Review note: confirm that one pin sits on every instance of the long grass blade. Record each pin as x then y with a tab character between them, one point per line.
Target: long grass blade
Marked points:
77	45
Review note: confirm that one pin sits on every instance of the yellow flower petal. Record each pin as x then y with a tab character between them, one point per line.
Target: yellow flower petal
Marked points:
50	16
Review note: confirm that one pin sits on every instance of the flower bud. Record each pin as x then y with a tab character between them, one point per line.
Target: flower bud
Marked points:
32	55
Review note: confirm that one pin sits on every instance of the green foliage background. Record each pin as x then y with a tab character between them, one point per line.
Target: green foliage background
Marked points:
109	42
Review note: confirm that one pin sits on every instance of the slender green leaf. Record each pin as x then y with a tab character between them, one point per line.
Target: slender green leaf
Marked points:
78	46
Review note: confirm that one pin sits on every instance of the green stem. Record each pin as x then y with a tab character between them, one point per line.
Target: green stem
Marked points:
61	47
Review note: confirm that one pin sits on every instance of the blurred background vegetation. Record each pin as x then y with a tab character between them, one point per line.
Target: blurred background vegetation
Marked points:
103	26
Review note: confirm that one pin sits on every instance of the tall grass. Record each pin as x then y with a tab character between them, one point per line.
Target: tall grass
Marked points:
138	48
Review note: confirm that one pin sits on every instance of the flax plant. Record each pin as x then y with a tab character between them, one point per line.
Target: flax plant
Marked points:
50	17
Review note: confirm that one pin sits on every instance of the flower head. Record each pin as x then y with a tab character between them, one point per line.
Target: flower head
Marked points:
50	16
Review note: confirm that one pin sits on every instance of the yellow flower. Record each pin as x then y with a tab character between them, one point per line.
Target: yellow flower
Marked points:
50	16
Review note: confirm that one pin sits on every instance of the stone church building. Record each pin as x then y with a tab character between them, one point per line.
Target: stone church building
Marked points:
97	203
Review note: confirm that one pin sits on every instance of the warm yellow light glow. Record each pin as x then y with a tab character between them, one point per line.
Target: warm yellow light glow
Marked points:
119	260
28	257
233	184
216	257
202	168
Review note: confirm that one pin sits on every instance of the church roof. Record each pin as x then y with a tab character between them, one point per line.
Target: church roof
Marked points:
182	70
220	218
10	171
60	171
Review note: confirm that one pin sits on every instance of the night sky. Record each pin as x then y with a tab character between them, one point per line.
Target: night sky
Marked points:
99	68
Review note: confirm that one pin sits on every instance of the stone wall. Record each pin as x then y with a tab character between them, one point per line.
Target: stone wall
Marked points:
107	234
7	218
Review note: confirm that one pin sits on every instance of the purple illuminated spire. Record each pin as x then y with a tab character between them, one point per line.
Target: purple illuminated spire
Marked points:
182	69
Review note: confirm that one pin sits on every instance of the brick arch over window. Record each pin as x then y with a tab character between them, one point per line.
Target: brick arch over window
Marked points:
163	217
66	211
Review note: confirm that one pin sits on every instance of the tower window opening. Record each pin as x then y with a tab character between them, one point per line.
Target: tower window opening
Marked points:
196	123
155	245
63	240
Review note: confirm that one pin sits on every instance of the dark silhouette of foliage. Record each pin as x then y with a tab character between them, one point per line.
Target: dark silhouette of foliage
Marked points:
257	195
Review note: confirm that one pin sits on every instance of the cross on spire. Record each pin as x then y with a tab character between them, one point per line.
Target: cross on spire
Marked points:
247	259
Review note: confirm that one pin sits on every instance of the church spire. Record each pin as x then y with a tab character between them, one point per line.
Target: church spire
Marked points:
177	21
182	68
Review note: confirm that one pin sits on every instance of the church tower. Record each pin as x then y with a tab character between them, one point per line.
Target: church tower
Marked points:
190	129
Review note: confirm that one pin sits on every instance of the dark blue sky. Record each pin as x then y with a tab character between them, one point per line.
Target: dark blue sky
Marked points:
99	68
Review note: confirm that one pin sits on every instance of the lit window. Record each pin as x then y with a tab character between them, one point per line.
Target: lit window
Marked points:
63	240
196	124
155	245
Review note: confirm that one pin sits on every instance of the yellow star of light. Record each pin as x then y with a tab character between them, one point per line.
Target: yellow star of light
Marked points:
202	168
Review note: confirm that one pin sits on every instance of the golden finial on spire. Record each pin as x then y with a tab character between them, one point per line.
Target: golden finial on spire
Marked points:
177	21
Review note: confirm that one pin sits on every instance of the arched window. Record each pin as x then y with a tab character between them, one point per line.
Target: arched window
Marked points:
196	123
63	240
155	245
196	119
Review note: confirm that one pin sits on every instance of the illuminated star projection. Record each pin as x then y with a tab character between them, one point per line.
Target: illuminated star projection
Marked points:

□ □ □ □ □ □ □

Take every line from the records above that has the word "vegetation" and copy it.

[Output below]
Review note: confirm that one pin sits on every instance of the blurred background vegetation. Record each pin as x then y with a tab character between them, one point per line.
Target: blurred background vegetation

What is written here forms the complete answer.